[TASK REQUIREMENTS] Transcribe precisely those lines of the listing that fall between the line containing "of the gray" and the last line, inclusive of both.
##### EXERCISE MATERIAL #####
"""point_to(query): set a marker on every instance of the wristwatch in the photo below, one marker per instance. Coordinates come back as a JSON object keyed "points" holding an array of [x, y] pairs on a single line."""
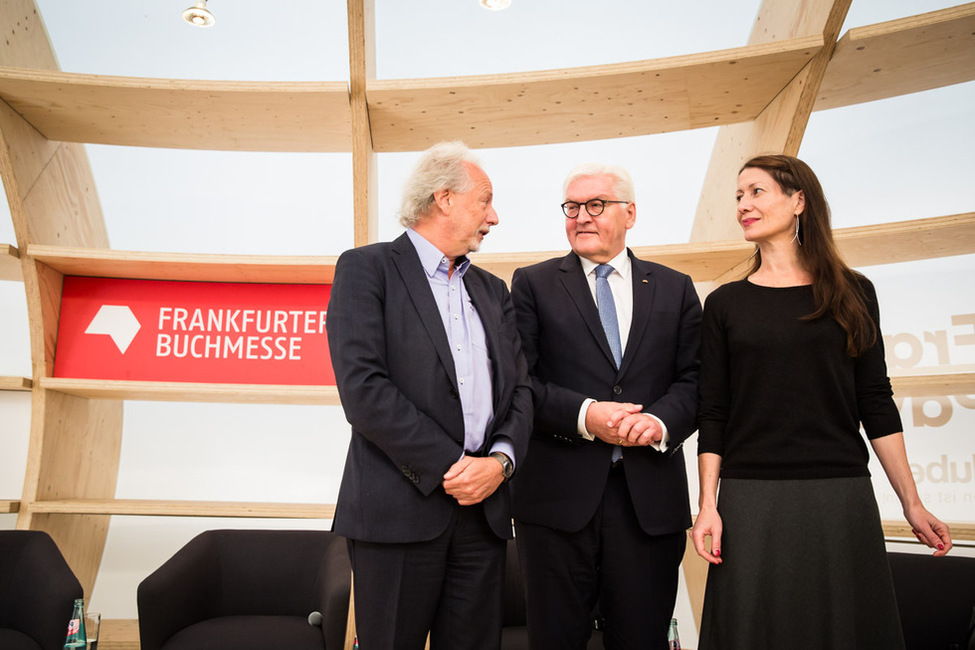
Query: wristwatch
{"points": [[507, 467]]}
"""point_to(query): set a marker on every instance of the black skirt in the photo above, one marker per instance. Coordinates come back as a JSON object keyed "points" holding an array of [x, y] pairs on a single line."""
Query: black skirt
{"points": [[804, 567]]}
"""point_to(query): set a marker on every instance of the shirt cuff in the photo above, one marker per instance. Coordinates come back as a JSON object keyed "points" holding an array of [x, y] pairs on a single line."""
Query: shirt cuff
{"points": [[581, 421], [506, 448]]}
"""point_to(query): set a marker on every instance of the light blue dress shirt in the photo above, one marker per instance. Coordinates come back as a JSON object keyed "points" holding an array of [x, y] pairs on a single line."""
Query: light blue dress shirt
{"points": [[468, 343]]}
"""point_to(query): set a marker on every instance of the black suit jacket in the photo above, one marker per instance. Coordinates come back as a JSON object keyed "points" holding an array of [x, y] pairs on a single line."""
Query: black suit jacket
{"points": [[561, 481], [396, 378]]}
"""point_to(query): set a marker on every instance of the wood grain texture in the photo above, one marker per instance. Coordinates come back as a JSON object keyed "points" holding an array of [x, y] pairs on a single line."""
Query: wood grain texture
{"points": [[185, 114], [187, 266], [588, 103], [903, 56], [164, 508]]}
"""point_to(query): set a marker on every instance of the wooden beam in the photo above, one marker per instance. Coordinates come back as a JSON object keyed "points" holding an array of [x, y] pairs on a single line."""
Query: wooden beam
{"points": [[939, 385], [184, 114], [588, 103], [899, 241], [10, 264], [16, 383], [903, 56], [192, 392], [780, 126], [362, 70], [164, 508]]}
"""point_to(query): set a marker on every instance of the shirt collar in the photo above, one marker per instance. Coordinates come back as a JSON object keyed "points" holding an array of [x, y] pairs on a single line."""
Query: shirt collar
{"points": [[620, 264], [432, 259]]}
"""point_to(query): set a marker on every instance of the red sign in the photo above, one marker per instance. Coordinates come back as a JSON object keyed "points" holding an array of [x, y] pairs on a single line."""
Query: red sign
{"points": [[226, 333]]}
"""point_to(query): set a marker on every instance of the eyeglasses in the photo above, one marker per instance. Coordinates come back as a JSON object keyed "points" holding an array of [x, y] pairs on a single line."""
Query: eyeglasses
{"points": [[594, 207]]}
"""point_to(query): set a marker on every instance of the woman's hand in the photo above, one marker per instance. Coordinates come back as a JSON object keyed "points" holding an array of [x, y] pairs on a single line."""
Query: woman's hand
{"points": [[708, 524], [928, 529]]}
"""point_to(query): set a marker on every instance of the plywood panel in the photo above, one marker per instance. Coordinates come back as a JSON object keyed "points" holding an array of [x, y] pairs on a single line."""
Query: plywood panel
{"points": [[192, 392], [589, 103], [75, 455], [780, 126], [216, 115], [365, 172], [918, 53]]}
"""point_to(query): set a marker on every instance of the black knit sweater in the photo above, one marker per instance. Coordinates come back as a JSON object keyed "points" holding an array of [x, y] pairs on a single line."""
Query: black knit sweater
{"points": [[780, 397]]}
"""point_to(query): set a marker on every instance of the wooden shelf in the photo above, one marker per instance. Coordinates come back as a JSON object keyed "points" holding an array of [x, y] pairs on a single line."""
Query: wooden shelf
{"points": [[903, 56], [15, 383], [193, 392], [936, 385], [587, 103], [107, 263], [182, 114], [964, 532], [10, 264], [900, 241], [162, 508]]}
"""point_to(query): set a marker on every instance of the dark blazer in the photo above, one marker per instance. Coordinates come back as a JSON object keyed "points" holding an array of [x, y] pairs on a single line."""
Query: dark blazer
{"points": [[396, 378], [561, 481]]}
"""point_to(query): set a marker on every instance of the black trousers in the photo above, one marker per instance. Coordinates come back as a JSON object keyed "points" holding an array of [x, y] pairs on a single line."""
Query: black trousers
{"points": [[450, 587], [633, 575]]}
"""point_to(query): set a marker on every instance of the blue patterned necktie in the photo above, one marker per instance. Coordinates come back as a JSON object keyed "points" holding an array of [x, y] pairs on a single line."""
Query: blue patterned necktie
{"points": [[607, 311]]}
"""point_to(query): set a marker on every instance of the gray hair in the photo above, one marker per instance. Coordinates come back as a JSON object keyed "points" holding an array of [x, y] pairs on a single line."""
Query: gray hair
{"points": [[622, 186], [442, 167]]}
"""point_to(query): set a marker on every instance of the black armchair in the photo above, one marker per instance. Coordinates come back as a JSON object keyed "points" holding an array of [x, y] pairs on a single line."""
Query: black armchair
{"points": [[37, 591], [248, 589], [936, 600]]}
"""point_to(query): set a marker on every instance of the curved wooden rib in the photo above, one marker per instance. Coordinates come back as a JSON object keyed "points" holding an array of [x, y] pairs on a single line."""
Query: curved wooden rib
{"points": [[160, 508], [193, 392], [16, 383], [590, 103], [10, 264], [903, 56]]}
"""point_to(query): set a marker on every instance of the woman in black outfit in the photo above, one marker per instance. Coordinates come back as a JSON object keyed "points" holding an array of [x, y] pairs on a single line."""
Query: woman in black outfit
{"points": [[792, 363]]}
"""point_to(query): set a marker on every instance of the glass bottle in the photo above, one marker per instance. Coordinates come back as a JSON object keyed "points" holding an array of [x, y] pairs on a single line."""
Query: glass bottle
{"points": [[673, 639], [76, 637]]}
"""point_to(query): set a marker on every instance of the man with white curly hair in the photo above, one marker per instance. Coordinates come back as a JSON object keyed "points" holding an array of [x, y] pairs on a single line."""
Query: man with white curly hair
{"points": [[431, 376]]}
#####
[RESPONSE]
"""point_to(query): set a marker on every instance of the gray hair in the photo above, one marker per instance. Coordinates come back as a JSON object keyed "points" holding an array of [x, y] pairs on a single line."""
Query: gray hair
{"points": [[622, 186], [442, 167]]}
"""point_to(query): set a marker on every instance of the black armchair in the photo above, one marker per instance. Coordinates come back as a JSON object keyed "points" holding an array of [x, y] pairs on a single line."""
Query: black armchair
{"points": [[37, 591], [248, 589], [936, 600]]}
"""point_to(query): set a marker on every instance of the curved wooden rib in the photo above, one marker per instance. Coordinates come back as a JSON object keyed "points" holding an array of [x, y] pairs on a single line."""
Query: curved wooden rib
{"points": [[160, 508], [193, 392], [16, 383], [590, 103], [10, 264], [903, 56]]}
"""point_to(query): set a marker on every instance of the woman in black outfit in the photo above, one marker per instance. Coordinates come back as a JSON object keyed "points" holding an array of [x, y] pairs on a single line."""
Query: woman in black outfit
{"points": [[792, 363]]}
"""point_to(query): set a marker on every instance of the glass bottle in the photo above, one marker per instance. Coordinates come back as a JSON object keyed "points" holding an array of [x, y] pairs on a single line."""
Query: glass bottle
{"points": [[673, 639], [76, 637]]}
"""point_to(query): set a marker on every instance of the man with white curly hair in the photo above, one marker per instance. Coordinates come back as a JSON object keyed "points" holding an array of [x, y] pairs on a single line."""
Query: man with white curly hair
{"points": [[431, 376]]}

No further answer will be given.